* [Assignment] Pull out each line of the records that contains the word "clicks" and copy it in full. Case counts, so match the capitalization exactly.

* [Data to use]
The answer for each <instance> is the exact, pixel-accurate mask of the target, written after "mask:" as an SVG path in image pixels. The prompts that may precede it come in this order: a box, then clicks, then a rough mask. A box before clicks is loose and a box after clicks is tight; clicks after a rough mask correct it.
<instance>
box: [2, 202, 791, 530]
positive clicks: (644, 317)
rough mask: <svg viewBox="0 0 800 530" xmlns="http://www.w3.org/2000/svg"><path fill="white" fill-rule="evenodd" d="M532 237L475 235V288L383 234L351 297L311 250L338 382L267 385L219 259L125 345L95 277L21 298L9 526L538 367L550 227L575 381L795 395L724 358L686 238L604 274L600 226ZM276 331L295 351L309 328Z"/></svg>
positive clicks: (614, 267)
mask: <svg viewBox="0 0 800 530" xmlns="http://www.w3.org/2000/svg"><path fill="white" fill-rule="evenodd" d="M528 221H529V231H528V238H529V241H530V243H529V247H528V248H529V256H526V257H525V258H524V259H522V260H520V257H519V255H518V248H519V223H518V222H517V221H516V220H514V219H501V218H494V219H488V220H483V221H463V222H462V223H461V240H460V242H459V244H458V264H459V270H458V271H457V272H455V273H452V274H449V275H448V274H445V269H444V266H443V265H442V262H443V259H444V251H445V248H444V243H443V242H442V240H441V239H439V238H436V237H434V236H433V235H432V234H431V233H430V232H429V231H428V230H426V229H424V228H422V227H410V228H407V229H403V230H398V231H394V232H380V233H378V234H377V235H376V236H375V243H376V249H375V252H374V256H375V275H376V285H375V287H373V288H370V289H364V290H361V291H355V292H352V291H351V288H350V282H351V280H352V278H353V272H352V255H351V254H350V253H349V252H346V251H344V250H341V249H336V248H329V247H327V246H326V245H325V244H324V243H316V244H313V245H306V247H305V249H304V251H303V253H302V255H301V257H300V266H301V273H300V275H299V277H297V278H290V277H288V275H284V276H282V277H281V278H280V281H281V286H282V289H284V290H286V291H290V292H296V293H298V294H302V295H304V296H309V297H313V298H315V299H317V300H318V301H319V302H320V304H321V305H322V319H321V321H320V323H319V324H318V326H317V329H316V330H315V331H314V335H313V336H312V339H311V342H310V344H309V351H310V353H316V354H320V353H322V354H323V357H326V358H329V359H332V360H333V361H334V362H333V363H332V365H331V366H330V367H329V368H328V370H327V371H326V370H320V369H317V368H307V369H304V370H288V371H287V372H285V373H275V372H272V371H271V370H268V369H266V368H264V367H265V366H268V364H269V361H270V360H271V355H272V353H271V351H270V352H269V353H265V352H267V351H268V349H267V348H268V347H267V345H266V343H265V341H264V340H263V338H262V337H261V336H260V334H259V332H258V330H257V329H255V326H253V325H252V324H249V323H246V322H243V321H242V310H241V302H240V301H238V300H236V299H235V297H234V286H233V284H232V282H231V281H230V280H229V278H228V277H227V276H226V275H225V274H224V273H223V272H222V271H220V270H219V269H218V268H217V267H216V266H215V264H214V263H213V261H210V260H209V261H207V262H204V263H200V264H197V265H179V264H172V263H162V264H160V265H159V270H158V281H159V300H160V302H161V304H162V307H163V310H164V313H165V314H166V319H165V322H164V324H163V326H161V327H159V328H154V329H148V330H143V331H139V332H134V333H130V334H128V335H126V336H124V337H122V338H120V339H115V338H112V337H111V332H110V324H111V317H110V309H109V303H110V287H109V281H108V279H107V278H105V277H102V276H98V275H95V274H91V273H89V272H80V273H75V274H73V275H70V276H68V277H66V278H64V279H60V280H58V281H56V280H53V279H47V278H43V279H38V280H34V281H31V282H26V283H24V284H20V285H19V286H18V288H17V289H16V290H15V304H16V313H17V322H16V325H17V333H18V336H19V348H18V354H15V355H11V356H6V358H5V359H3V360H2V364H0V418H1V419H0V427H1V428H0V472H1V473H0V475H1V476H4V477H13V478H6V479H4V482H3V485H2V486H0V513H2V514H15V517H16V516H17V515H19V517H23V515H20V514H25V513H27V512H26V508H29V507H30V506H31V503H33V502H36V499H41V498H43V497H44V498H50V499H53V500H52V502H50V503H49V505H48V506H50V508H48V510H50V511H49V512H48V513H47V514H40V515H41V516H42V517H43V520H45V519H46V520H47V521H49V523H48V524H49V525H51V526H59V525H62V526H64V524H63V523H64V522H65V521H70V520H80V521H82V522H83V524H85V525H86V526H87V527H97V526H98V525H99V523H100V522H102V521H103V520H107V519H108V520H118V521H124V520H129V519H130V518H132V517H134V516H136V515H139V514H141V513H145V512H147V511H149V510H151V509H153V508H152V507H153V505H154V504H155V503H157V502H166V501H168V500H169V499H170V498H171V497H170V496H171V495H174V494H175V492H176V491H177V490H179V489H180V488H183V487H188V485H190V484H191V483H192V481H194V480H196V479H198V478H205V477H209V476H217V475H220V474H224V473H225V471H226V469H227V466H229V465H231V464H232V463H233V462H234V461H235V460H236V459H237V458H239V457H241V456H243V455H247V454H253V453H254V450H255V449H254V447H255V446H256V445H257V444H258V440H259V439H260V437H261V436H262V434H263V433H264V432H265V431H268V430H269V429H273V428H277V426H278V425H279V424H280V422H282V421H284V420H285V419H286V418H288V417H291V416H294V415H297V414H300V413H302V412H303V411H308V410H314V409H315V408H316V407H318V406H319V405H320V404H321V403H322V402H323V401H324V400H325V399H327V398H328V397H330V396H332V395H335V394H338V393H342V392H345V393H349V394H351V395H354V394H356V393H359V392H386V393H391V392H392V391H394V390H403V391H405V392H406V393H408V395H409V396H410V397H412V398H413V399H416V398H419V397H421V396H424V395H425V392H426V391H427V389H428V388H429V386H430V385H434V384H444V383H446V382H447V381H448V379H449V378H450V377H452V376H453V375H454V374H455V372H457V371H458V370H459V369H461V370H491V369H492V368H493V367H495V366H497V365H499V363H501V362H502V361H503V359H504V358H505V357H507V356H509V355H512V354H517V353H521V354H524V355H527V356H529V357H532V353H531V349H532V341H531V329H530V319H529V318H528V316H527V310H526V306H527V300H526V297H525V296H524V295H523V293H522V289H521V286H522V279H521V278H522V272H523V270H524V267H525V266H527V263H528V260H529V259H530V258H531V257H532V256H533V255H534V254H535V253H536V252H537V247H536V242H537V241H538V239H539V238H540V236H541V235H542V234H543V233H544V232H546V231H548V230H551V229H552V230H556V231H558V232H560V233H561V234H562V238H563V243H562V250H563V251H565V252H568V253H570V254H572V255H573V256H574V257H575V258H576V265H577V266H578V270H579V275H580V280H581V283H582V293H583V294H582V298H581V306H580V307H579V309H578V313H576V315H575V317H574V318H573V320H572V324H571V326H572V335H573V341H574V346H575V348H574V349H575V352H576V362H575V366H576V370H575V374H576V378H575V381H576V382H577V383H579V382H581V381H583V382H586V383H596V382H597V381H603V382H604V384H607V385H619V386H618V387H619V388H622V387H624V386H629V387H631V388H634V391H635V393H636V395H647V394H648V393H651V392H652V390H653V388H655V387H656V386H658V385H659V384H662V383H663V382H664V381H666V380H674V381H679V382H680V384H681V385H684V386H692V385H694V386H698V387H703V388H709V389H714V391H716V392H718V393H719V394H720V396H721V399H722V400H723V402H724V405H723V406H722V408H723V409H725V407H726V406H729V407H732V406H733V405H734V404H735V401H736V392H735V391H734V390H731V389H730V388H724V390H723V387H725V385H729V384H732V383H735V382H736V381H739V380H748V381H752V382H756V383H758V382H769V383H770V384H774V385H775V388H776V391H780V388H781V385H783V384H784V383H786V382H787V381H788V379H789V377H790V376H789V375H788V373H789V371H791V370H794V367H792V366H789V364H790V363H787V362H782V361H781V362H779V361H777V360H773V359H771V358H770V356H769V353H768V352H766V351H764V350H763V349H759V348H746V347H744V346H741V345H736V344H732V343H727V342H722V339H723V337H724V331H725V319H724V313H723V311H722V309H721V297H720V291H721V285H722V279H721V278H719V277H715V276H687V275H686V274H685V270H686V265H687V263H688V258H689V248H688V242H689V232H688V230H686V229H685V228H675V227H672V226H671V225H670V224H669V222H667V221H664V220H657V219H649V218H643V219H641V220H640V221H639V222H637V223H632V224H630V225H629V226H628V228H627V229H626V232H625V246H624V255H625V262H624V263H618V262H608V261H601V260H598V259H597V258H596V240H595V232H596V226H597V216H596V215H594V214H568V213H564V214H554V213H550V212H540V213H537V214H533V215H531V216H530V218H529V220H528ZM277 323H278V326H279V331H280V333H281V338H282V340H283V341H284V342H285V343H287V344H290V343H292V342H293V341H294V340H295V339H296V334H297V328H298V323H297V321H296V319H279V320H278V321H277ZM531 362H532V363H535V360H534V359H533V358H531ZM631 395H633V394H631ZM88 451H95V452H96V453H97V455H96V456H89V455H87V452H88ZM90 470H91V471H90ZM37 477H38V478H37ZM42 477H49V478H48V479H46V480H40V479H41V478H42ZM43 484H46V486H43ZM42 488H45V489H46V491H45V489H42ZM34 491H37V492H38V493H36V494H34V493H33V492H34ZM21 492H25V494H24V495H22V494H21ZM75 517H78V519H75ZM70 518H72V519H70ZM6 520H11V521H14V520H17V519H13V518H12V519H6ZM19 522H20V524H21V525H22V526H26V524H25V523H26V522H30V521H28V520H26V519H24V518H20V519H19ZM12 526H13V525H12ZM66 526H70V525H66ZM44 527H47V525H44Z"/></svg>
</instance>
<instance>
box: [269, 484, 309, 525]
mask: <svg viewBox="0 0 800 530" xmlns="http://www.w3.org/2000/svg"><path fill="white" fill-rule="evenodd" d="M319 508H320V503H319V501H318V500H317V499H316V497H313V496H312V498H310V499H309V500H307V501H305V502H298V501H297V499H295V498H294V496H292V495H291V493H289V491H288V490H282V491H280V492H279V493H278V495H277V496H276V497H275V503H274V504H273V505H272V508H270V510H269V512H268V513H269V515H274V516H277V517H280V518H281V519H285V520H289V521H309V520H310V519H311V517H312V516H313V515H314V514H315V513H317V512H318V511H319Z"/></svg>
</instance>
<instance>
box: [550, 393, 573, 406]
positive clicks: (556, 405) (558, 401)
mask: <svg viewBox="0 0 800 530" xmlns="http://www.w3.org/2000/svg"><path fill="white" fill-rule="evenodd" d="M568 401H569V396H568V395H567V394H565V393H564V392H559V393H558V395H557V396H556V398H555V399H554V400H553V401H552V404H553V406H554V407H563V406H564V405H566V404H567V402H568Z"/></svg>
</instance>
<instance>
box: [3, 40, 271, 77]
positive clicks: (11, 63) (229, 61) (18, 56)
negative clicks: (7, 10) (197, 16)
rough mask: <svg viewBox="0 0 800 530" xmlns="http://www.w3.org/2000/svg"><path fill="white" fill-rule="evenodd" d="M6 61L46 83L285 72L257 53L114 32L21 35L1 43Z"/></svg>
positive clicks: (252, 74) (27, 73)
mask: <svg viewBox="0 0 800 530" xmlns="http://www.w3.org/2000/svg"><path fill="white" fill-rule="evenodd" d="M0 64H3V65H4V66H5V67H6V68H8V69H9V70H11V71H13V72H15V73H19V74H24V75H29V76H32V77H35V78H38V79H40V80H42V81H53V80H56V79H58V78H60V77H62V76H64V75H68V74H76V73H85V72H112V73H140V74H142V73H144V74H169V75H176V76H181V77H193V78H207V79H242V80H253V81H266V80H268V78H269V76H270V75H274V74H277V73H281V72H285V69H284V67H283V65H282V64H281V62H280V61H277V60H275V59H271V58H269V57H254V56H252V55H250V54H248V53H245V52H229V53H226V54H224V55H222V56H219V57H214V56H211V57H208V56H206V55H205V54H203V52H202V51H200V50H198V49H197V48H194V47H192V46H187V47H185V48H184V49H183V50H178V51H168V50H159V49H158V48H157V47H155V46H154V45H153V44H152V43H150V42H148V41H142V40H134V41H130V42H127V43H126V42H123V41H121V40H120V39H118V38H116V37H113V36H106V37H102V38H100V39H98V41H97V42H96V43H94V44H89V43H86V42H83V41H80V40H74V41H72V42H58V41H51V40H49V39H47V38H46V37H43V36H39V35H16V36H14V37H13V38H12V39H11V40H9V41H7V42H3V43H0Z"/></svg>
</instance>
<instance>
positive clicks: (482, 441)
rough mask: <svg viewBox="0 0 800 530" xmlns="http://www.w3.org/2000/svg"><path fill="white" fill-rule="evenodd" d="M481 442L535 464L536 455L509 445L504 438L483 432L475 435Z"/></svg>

* [Written reply]
The answer for each <instance> is the exact, pixel-accurate mask of the target, written after "mask:" as an SVG path in image pixels. The prompts that may precede it come in this order: a box, then clicks, then a rough mask. A box before clicks is loose and a box after clicks is tight; clicks after a rough mask correct it.
positive clicks: (644, 317)
positive clicks: (614, 267)
positive clicks: (556, 405) (558, 401)
positive clicks: (11, 63) (229, 61) (18, 56)
negative clicks: (7, 10) (197, 16)
positive clicks: (252, 74) (27, 73)
positive clicks: (482, 441)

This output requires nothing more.